◆ About this task ◆
Print each entry word for word without images.

Start of Extracted information

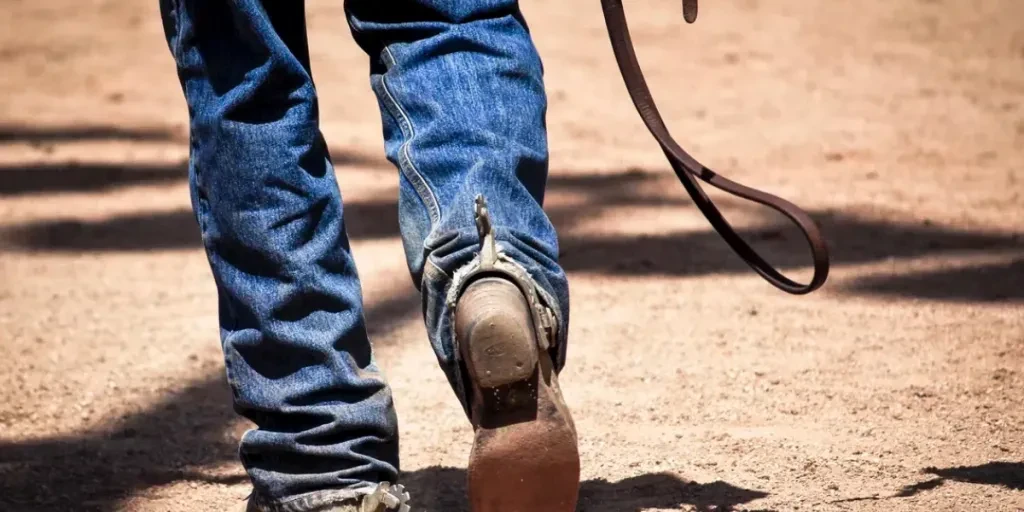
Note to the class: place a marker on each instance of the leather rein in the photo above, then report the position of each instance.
(689, 170)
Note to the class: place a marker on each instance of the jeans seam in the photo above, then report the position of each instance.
(406, 163)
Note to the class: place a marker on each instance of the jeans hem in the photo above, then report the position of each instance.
(342, 500)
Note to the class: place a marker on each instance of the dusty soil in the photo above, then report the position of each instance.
(900, 125)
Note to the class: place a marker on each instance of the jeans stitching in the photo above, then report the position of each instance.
(404, 158)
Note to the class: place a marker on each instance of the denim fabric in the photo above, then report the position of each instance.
(462, 101)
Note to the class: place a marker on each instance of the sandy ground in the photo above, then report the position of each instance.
(696, 386)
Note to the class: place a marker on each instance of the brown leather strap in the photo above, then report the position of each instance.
(687, 168)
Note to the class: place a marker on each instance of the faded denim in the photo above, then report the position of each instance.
(462, 101)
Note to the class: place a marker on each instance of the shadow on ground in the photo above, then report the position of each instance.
(443, 489)
(77, 133)
(854, 240)
(1006, 474)
(991, 283)
(169, 441)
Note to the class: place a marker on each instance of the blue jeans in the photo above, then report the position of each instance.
(462, 99)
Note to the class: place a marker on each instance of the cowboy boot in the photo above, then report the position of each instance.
(524, 456)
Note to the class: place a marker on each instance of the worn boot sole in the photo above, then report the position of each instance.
(524, 456)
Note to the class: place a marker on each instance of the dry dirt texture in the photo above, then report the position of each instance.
(695, 385)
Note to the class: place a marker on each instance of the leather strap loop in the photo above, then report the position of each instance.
(688, 169)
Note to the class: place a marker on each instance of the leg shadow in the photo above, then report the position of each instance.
(443, 489)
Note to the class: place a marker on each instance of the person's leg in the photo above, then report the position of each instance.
(264, 194)
(460, 86)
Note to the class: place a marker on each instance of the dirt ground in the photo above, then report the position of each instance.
(695, 385)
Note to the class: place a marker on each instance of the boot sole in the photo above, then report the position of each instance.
(524, 456)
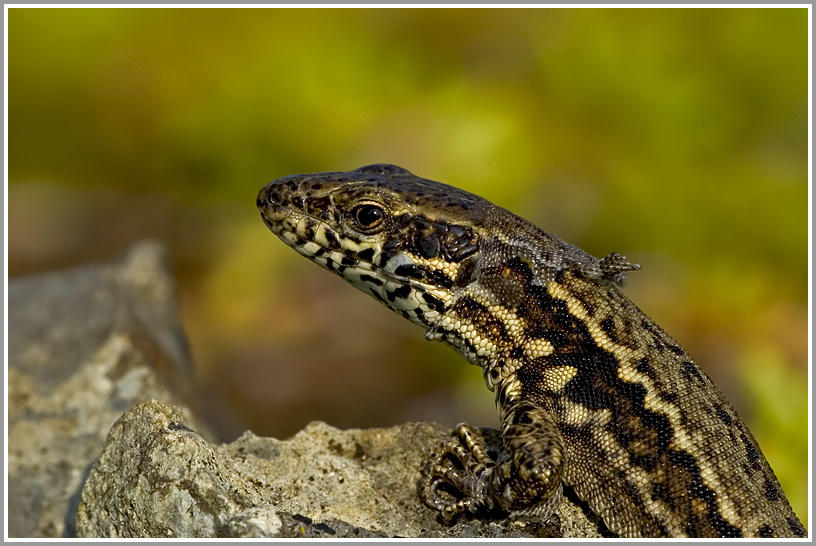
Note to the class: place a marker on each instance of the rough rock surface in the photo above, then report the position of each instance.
(156, 477)
(84, 345)
(99, 397)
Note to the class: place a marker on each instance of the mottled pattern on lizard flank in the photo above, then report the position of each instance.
(592, 394)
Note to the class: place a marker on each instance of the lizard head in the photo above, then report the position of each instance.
(407, 241)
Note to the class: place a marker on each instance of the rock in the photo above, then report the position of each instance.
(156, 477)
(100, 409)
(84, 345)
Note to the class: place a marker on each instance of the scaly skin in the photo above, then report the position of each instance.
(591, 393)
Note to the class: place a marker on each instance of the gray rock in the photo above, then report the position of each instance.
(84, 345)
(88, 344)
(158, 478)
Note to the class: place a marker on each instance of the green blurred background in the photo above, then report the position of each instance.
(677, 137)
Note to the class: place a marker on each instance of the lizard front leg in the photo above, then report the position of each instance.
(525, 479)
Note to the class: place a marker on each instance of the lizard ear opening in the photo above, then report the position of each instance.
(369, 217)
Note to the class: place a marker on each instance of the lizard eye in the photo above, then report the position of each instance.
(368, 216)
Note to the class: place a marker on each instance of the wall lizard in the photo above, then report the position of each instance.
(592, 394)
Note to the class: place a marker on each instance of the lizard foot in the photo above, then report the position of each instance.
(457, 482)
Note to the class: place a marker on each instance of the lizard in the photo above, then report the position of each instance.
(591, 393)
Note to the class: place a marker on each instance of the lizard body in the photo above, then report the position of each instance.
(592, 394)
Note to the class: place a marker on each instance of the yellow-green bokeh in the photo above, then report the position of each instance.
(675, 136)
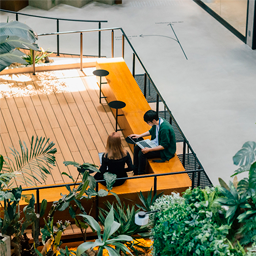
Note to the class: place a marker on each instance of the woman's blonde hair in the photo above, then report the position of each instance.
(114, 147)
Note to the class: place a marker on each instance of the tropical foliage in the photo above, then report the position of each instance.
(15, 35)
(104, 241)
(185, 226)
(33, 162)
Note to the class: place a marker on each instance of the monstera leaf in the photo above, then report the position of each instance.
(245, 157)
(15, 35)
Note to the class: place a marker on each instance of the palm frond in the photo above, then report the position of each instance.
(33, 162)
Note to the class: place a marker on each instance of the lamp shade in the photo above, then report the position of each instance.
(141, 218)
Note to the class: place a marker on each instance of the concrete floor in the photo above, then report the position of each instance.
(211, 94)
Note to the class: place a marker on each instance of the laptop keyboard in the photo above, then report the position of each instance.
(144, 144)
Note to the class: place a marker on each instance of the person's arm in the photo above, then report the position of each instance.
(103, 167)
(136, 136)
(157, 148)
(129, 162)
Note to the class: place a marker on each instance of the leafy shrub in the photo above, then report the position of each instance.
(187, 226)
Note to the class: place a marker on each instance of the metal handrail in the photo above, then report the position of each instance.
(50, 18)
(124, 178)
(186, 142)
(78, 31)
(58, 25)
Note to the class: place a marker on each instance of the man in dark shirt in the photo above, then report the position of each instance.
(162, 134)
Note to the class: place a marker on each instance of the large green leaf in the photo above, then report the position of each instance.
(111, 251)
(12, 42)
(247, 186)
(93, 223)
(120, 238)
(246, 155)
(109, 222)
(19, 29)
(33, 162)
(15, 35)
(87, 245)
(110, 179)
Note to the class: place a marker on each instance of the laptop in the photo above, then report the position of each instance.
(144, 143)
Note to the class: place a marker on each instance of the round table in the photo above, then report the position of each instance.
(101, 73)
(117, 104)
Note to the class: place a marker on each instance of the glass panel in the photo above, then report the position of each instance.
(233, 11)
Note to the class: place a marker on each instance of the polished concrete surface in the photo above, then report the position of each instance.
(211, 93)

End of Extracted information

◆ Answer to this task ◆
Note to the class: place a marker on each instance of the leather rein in the photo above, then report the position of each instance.
(689, 170)
Note to the class: place a marker on each instance of the jeans seam in the photo above, then report the position of each instance.
(406, 163)
Note to the class: place a marker on each instance of the jeans hem in the photo above, then report the position of each instance.
(342, 500)
Note to the class: place a marker on each instance of the dusty soil in the photo above, then report the position of each instance.
(900, 125)
Note to the class: place a marker on each instance of the jeans stitching in the photo above, then report the position of each instance.
(404, 158)
Note to the class: place a marker on each instance of the denim fabric in the photo above, then report the position of each instance.
(462, 101)
Note to the class: place a marker on each instance of the sandy ground in the photo above, then report the position of each instance.
(696, 386)
Note to the class: place a marker on each instance of the brown leather strap in the photo above, then report the position of each instance.
(687, 168)
Note to the class: place a marker on each instance of the faded denim in the photo above, then report the position of each instance.
(462, 101)
Note to the class: place a marker on each instance of the shadow on ground in the photo above, then report the position of each instance.
(443, 489)
(77, 133)
(854, 240)
(1006, 474)
(991, 283)
(169, 441)
Note to the class: place a marker on each instance of the blue jeans in the photo above, then report the position of each instance.
(462, 99)
Note to the class: place a marker on each instance of the cowboy boot in the photo above, then report the position of each instance.
(524, 456)
Note to the class: place a marker on each instance of the worn boot sole in the photo above, then report the position of each instance.
(524, 456)
Note to the class: place a marker on each instance of the dry dirt texture in the photo above, then report the position of each instance.
(695, 385)
Note to the class: place a marker on each instance of the leather strap loop in the photo above, then report the position of each instance.
(688, 169)
Note to the class: place a marker on each instance of the leg shadow in the photo above, then report the position of each instance.
(443, 489)
Note to the class: place a marker on each instance of the person's leg in the photo above, then report the position of each instance.
(264, 194)
(460, 86)
Note to the class: place a marker on each instance of the dirt ground in the photo above, then report the position of each instance.
(695, 385)
Note to the class: place a marker on each instance of the boot sole in the photo above, then report the position of each instance.
(524, 456)
Note to the class: place a marker on each instance of the rough rock surface in the photo above, then report the position of each instance.
(156, 477)
(84, 345)
(99, 397)
Note to the class: place a marker on each instance of the mottled pattern on lizard flank in the photo above, then report the position of each instance.
(592, 394)
Note to the class: place a marker on each instance of the lizard head in the photo above, then report the position of each instance.
(407, 241)
Note to the class: place a marker on each instance of the rock in the photo above, then report the position of each instance.
(156, 477)
(100, 409)
(84, 345)
Note to the class: place a marker on each instance of the scaly skin in the photo above, then report the position of each instance.
(591, 393)
Note to the class: place a marker on each instance of the gray rock in the photo above, then report the position of each instance.
(84, 345)
(88, 344)
(158, 478)
Note to the class: place a marker on each instance of the green blurred background in the photo above, then report the position of each instance.
(677, 137)
Note to the class: place a marker on each instance of the lizard front leg in the photo above, then report the position of each instance.
(525, 479)
Note to the class: place a marker on each instance of the lizard ear opening in the photo above, then report the position of each instance.
(369, 217)
Note to the class: place a marker on each instance of the lizard eye in the photo above, then report the position of each instance.
(368, 216)
Note to the class: place a marker on each instance of the wall lizard in the photo above, then report the position of each instance.
(592, 394)
Note to the class: place a marker on each instance of the lizard foot in the photo above, then report the position of each instance.
(457, 482)
Note to the class: place a marker on each instance of the lizard in the photo above, then report the position of each instance.
(591, 393)
Note to the class: place a marker on each instance of the lizard body in the photo above, then report the position of each instance.
(592, 394)
Note to the class: place a marker on each instance of the yellow-green bokeh in the photo above, then report the position of each instance.
(675, 136)
Note to the class: place a marker on each instance of the woman's blonde hair in the photo above, then report the position of each instance.
(114, 147)
Note to the class: place a marker on each instance of the tropical foliage in the photo above, then report the position of each instance.
(15, 35)
(104, 241)
(185, 226)
(33, 162)
Note to the class: place a marker on each instance of the monstera leaf in the photo above, then report the position of each instance.
(245, 157)
(15, 35)
Note to the class: place a marker on each instance of the palm frond in the photo above, then report the position of each instance.
(33, 162)
Note to the class: place a marker on each instance of the lamp shade in the photo above, then report the position of each instance.
(141, 218)
Note to the class: place a marker on each instance of the concrete floor in the photo above, then report the position of each instance.
(211, 94)
Note to the class: place a marker on each instance of the laptop keyboard in the photo above, then report the position of each instance.
(144, 144)
Note to the class: place a marker on each instance of the person's arm in the photo above, then report the position of each instance.
(103, 167)
(136, 136)
(157, 148)
(129, 162)
Note to the class: place a marker on each instance of the leafy shrub in the photo above, then report the position of each instance.
(187, 226)
Note to the class: place a marker on each instance of the metal handrail in the photo above, then report the position of each instance.
(50, 18)
(124, 178)
(186, 142)
(78, 31)
(58, 25)
Note to the class: place a marker on each instance of the man in dark shirt in the photo above, then report the position of each instance.
(162, 134)
Note to the class: place a marker on each instance of the large green leaf in the photo above, then report the position of each instance.
(111, 251)
(12, 42)
(247, 186)
(93, 223)
(120, 238)
(246, 155)
(109, 222)
(19, 29)
(33, 162)
(15, 35)
(87, 245)
(110, 179)
Note to the class: place a marker on each instance of the laptop in the photo above, then report the position of each instance.
(144, 143)
Note to the class: place a marker on each instance of the round table in the photo above, then report the position of each instance.
(101, 73)
(117, 104)
Note to the class: place a marker on each instance of the glass panel in the photo above, then report the position of each instance.
(233, 11)
Note to the class: place a marker on each instance of the polished concrete surface in the photo above, then report the position of each instance.
(211, 93)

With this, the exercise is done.